*Text extract*.
——

In the great Stones vs. Beatles debate, I'd vote "neither." But give Mick and company credit for endurance. And stamina. And stick-to-it-iveness. In Martin Scorsese's vibrant, lively documentary *Shine A Light*, the sixty-something geezers prove that they can rock on... and on, and on. They put the sex and drugs and rock n' roll in sexagenarian, and serve as poster boys for the Anti-AARP.

Not that the Stones look like spring chickens anymore. Sex and drugs and rock n' roll do take their toll, and so does time, but if they all look more than a bit weathered, they also look pretty fit for a bunch of guys who, if the legends about them are true, probably shouldn't still be alive. Mick Jagger still dances like a spring lamb trying out its new legs; Keith Richards and Ron Wood look stringy, gristly, and relaxed; Charlie Watts, well, he looks a little winded, but he's unflappably calm.

——

*Data shown*.

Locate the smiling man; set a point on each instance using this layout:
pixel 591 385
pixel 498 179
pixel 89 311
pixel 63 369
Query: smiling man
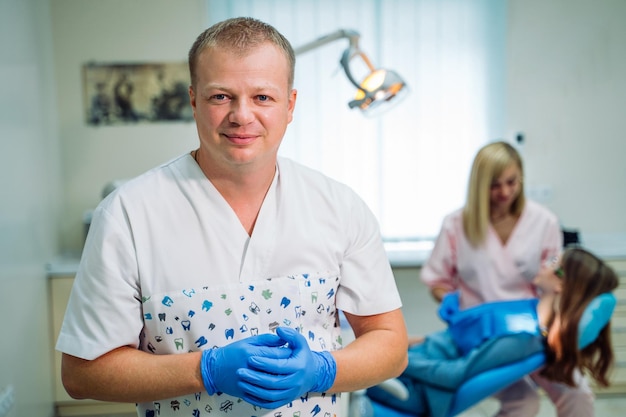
pixel 213 282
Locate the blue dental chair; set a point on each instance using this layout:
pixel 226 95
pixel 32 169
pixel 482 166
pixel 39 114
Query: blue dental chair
pixel 596 316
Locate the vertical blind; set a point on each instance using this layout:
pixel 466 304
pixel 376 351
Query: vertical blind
pixel 411 163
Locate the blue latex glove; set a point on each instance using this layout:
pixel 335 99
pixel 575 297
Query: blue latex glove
pixel 282 380
pixel 222 368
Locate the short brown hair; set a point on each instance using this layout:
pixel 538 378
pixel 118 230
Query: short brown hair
pixel 240 34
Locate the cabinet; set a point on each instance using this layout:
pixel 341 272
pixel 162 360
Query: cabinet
pixel 60 287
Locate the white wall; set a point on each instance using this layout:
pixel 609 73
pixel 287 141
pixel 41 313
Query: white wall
pixel 29 202
pixel 114 31
pixel 565 87
pixel 567 93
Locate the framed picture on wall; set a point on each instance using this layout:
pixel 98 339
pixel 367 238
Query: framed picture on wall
pixel 126 93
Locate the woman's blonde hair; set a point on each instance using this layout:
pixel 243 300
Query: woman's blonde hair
pixel 489 163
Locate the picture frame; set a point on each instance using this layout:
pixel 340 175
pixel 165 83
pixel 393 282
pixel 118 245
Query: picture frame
pixel 130 93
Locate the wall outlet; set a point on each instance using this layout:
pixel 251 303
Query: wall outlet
pixel 7 399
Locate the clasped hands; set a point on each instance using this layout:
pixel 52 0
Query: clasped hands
pixel 268 370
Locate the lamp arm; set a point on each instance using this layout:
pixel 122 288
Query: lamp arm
pixel 352 35
pixel 350 53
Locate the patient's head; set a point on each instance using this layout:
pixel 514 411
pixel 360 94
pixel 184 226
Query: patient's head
pixel 584 276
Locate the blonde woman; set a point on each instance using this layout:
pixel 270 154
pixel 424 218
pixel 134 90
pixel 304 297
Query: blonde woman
pixel 491 250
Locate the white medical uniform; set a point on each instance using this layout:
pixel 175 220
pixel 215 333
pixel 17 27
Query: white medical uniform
pixel 168 268
pixel 497 272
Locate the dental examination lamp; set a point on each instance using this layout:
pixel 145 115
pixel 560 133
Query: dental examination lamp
pixel 379 90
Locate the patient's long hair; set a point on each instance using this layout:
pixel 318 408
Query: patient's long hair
pixel 585 277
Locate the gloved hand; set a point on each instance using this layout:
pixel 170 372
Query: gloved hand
pixel 222 368
pixel 282 380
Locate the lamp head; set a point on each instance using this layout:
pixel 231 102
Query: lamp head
pixel 380 90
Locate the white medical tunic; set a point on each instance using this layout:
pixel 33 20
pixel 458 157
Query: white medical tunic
pixel 494 271
pixel 168 268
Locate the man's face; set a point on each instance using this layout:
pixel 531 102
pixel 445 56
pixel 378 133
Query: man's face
pixel 242 105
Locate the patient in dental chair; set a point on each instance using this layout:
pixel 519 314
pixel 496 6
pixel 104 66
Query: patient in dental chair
pixel 495 334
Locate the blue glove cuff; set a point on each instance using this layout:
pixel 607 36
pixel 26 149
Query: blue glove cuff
pixel 326 371
pixel 206 365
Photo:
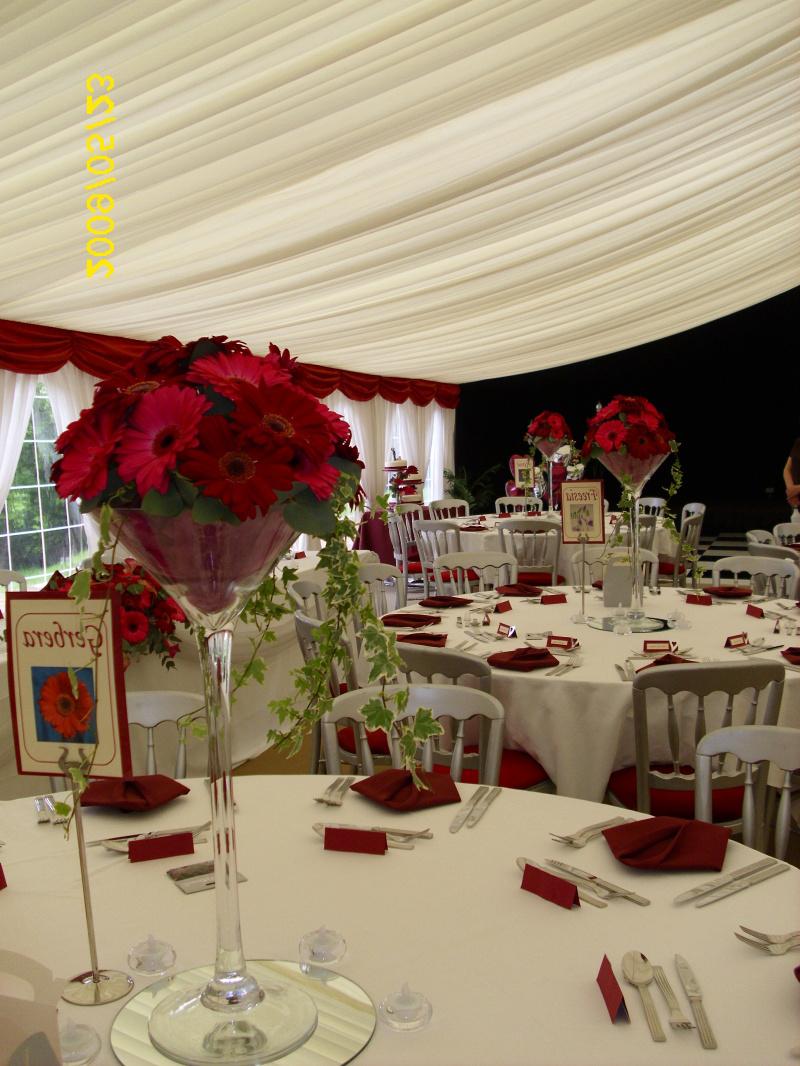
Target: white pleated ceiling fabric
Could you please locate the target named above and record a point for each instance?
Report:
(431, 189)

——

*Tasks to carry out*.
a) Copy the Shine A Light review word for word, all of it.
b) Present the lines of the rows as a Markdown table with the columns Row No. and Row Line, leaving out blank lines. Include only the lines starting at the one containing "Locate the lamp arm;" and ending at the one containing "pixel 242 105", both included.
The review and the rows have nothing to do with each other.

*Outputs for the tasks*.
a)
In the great Stones vs. Beatles debate, I'd vote "neither." But give Mick and company credit for endurance. And stamina. And stick-to-it-iveness. In Martin Scorsese's vibrant, lively documentary *Shine A Light*, the sixty-something geezers prove that they can rock on... and on, and on. They put the sex and drugs and rock n' roll in sexagenarian, and serve as poster boys for the Anti-AARP.

Not that the Stones look like spring chickens anymore. Sex and drugs and rock n' roll do take their toll, and so does time, but if they all look more than a bit weathered, they also look pretty fit for a bunch of guys who, if the legends about them are true, probably shouldn't still be alive. Mick Jagger still dances like a spring lamb trying out its new legs; Keith Richards and Ron Wood look stringy, gristly, and relaxed; Charlie Watts, well, he looks a little winded, but he's unflappably calm.

b)
| Row No. | Row Line |
|---|---|
| 1 | Locate the lamp arm; set a point on each instance using this layout: |
| 2 | pixel 122 288 |
| 3 | Query: lamp arm |
| 4 | pixel 352 35 |
| 5 | pixel 350 53 |
| 6 | Locate the patient's head; set a point on each instance using this layout: |
| 7 | pixel 514 411 |
| 8 | pixel 360 94 |
| 9 | pixel 184 226 |
| 10 | Query: patient's head |
| 11 | pixel 584 276 |
| 12 | Locate the blonde woman; set a point on each instance using this layout: |
| 13 | pixel 270 154 |
| 14 | pixel 424 218 |
| 15 | pixel 134 90 |
| 16 | pixel 304 297 |
| 17 | Query: blonde woman |
| 18 | pixel 491 250 |
| 19 | Locate the white medical uniform; set a point on each instance using this layout: |
| 20 | pixel 175 220 |
| 21 | pixel 215 333 |
| 22 | pixel 17 27 |
| 23 | Query: white medical uniform |
| 24 | pixel 168 268 |
| 25 | pixel 497 272 |
| 26 | Locate the dental examination lamp; set a point on each instance using this layout: |
| 27 | pixel 145 115 |
| 28 | pixel 560 133 |
| 29 | Query: dental examination lamp |
| 30 | pixel 379 90 |
| 31 | Locate the patient's long hair; set a point on each instance using this layout: |
| 32 | pixel 318 408 |
| 33 | Query: patient's long hair |
| 34 | pixel 585 277 |
| 35 | Locate the gloved hand; set a point on each instance using this layout: |
| 36 | pixel 170 372 |
| 37 | Query: gloved hand |
| 38 | pixel 222 368 |
| 39 | pixel 282 380 |
| 40 | Locate the lamp head; set a point on each instance using this layout: |
| 41 | pixel 231 102 |
| 42 | Query: lamp head |
| 43 | pixel 380 90 |
| 44 | Locate the white medical tunic; set a point on each instance using this layout: |
| 45 | pixel 33 20 |
| 46 | pixel 458 157 |
| 47 | Query: white medical tunic |
| 48 | pixel 494 271 |
| 49 | pixel 168 268 |
| 50 | Locate the man's face; set a point on each instance using this layout: |
| 51 | pixel 531 102 |
| 52 | pixel 445 56 |
| 53 | pixel 378 133 |
| 54 | Query: man's face |
| 55 | pixel 242 105 |